+++ Entries +++

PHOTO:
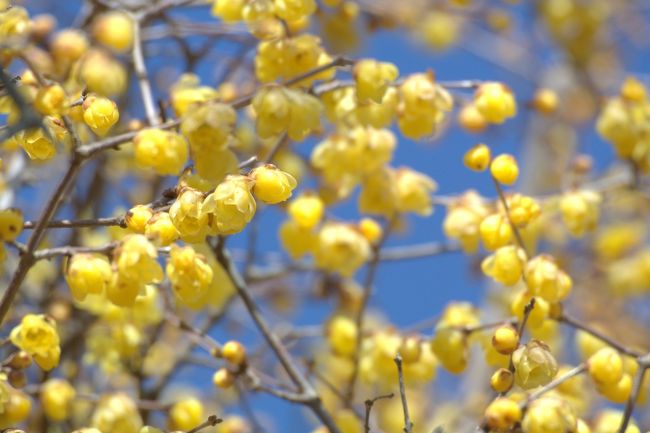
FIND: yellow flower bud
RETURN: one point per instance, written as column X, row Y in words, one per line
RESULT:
column 56, row 398
column 100, row 114
column 505, row 265
column 495, row 102
column 136, row 260
column 36, row 143
column 534, row 365
column 116, row 413
column 229, row 11
column 136, row 218
column 505, row 339
column 495, row 231
column 372, row 78
column 580, row 211
column 11, row 224
column 450, row 347
column 37, row 335
column 606, row 366
column 414, row 191
column 115, row 30
column 292, row 10
column 50, row 100
column 618, row 392
column 297, row 240
column 231, row 206
column 88, row 274
column 371, row 230
column 341, row 249
column 306, row 210
column 342, row 335
column 478, row 157
column 186, row 414
column 189, row 274
column 502, row 414
column 223, row 378
column 545, row 101
column 272, row 185
column 68, row 45
column 161, row 229
column 186, row 214
column 504, row 169
column 234, row 352
column 164, row 151
column 502, row 380
column 471, row 119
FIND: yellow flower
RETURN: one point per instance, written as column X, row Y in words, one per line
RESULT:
column 136, row 218
column 414, row 191
column 297, row 240
column 450, row 347
column 580, row 211
column 56, row 398
column 502, row 414
column 293, row 10
column 136, row 260
column 373, row 78
column 189, row 273
column 505, row 265
column 280, row 109
column 229, row 11
column 606, row 366
column 495, row 102
column 164, row 151
column 161, row 229
column 495, row 231
column 50, row 100
column 422, row 106
column 306, row 210
column 208, row 126
column 116, row 413
column 272, row 185
column 504, row 169
column 186, row 414
column 37, row 335
column 342, row 335
column 187, row 92
column 534, row 365
column 114, row 29
column 546, row 280
column 36, row 143
column 341, row 248
column 478, row 157
column 11, row 224
column 88, row 274
column 186, row 214
column 100, row 114
column 231, row 206
column 549, row 415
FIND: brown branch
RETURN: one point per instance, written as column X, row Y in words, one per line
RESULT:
column 564, row 318
column 644, row 364
column 408, row 425
column 210, row 422
column 371, row 273
column 369, row 404
column 140, row 68
column 311, row 399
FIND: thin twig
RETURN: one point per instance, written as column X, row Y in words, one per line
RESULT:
column 210, row 422
column 369, row 404
column 564, row 318
column 408, row 425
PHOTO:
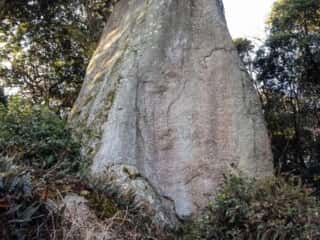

+++

• [Description of the task]:
Copy the records above verbatim, every line in the same order, leaving out the pictures.

• [Problem solution]:
PHOTO:
FIND: yellow flower bud
RETURN: one point per instance, written as column X, row Y in words, one per line
RESULT:
column 56, row 398
column 100, row 114
column 505, row 265
column 495, row 102
column 136, row 260
column 36, row 143
column 534, row 365
column 116, row 413
column 229, row 11
column 136, row 218
column 505, row 339
column 495, row 231
column 372, row 78
column 580, row 211
column 11, row 224
column 450, row 347
column 37, row 335
column 606, row 366
column 414, row 191
column 115, row 30
column 292, row 10
column 50, row 100
column 618, row 392
column 297, row 240
column 231, row 206
column 88, row 274
column 371, row 230
column 341, row 249
column 306, row 210
column 342, row 335
column 478, row 157
column 186, row 414
column 189, row 274
column 502, row 414
column 223, row 378
column 545, row 101
column 272, row 185
column 68, row 45
column 161, row 229
column 186, row 214
column 504, row 169
column 234, row 352
column 164, row 151
column 502, row 380
column 471, row 119
FIND: yellow flower
RETURN: one point per instance, written as column X, row Y in words, one per line
RESULT:
column 136, row 218
column 414, row 191
column 297, row 240
column 450, row 347
column 580, row 211
column 56, row 398
column 502, row 414
column 293, row 10
column 136, row 260
column 373, row 78
column 189, row 273
column 505, row 265
column 280, row 109
column 229, row 11
column 606, row 366
column 495, row 102
column 164, row 151
column 161, row 229
column 495, row 231
column 50, row 100
column 422, row 106
column 306, row 210
column 208, row 126
column 116, row 413
column 272, row 185
column 504, row 169
column 186, row 414
column 37, row 335
column 342, row 335
column 187, row 92
column 534, row 365
column 114, row 29
column 546, row 280
column 36, row 143
column 341, row 248
column 478, row 157
column 11, row 224
column 88, row 274
column 186, row 214
column 100, row 114
column 231, row 206
column 549, row 415
FIND: brown branch
RETURN: one point per instance, written as column X, row Y in words, one per line
RESULT:
column 564, row 318
column 644, row 364
column 408, row 425
column 210, row 422
column 371, row 273
column 369, row 404
column 140, row 68
column 311, row 399
FIND: thin twig
RETURN: one point per instance, written as column X, row Y in words, one per line
RESULT:
column 210, row 422
column 369, row 404
column 564, row 318
column 408, row 425
PHOTO:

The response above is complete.